WORK REQUIRED: Every record that follows must be given again exactly.

*** Opening of DATA EXTRACT ***

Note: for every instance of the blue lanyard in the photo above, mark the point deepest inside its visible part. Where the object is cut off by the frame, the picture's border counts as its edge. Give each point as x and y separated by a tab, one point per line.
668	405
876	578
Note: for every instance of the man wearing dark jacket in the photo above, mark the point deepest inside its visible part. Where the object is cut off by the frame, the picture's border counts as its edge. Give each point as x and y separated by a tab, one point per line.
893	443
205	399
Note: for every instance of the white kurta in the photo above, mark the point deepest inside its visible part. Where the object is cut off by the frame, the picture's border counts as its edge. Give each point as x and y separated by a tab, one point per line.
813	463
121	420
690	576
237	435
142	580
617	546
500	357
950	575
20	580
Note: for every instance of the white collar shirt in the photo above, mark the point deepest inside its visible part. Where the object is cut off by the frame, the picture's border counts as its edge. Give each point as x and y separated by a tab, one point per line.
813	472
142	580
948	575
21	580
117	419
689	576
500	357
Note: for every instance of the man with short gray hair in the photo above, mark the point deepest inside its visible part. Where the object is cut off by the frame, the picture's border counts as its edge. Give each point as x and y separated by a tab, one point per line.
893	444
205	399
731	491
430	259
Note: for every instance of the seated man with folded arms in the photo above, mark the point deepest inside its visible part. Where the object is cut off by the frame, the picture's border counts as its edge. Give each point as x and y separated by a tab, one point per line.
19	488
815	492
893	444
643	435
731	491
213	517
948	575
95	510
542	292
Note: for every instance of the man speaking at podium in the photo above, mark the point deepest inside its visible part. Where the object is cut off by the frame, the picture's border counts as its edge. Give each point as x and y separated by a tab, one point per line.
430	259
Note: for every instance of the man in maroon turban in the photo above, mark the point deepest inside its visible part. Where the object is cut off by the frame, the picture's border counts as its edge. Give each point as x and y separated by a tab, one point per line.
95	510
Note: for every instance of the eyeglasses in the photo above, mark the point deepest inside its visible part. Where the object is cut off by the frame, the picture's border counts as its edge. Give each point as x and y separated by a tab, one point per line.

*** Close of DATA EXTRACT ***

COMPLETED EXERCISE:
Note: for every instance of the blue lanyard in the photo above, mark the point deepest inside its visible part. Where the object is cut off by the frame, the picture's border counts as its edge. Give each point as x and y separated by a tab, one point per line.
668	405
876	578
Note: for every instance of the man wearing dark jacket in the photo above, mark the point deepest inside its visible part. Where the object is cut off by the frame, the picture's border counts as its edge. Give each point as x and y separated by a tab, one point per line.
893	443
205	399
Note: for every instance of the white kurta in the photo above, mark the point deepest inside its visible part. Where the object is cut off by the frame, the picture's border counts as its edge. Give each point as x and y separated by a tab, one point per line.
813	463
121	420
690	576
237	435
142	580
617	546
500	357
950	575
20	580
Note: for every instance of the white collar shirt in the photo above, mark the point deepest inside its visible part. Where the object is cut off by the frame, the picture's border counts as its edge. Give each point as x and y separated by a tab, one point per line.
813	472
142	580
948	575
21	580
117	419
689	576
500	357
Note: for every instance of the man with short gray hair in the photo above, mark the point deepest inside its visible part. Where the object is cut off by the frame, the picture's border counts as its edge. Give each point as x and y separated by a tab, one point per line.
893	444
205	399
731	491
430	259
Note: for every instance of the seated man with folded arms in the photo above, mark the point deepest inside its visible part. Where the object is cut off by the frame, the picture's border counts as its edge. Give each point as x and y separated by a tab, one point per line.
19	488
815	492
893	444
643	435
731	491
213	517
948	575
95	510
542	292
Note: for every instance of the man speaking at podium in the photo above, mark the point deepest inside its visible part. Where the object is cut off by the frame, the picture's border counts as its edge. Give each point as x and y separated by a tab, one point per line.
430	259
Note: for every instance of the man in maroon turban in the photo above, mark the point deepest inside its visible part. Where the object is cut off by the frame, the picture's border counts as its edge. Give each point as x and y separated by a tab, one point per line.
95	510
Note: for every instance of the eyeglasses in the photo above, mark the point deepest inside its visible part. Where the object is cut off by the frame, the picture's border counts as its edge. Give each point as x and y separated by a tab, one point per line.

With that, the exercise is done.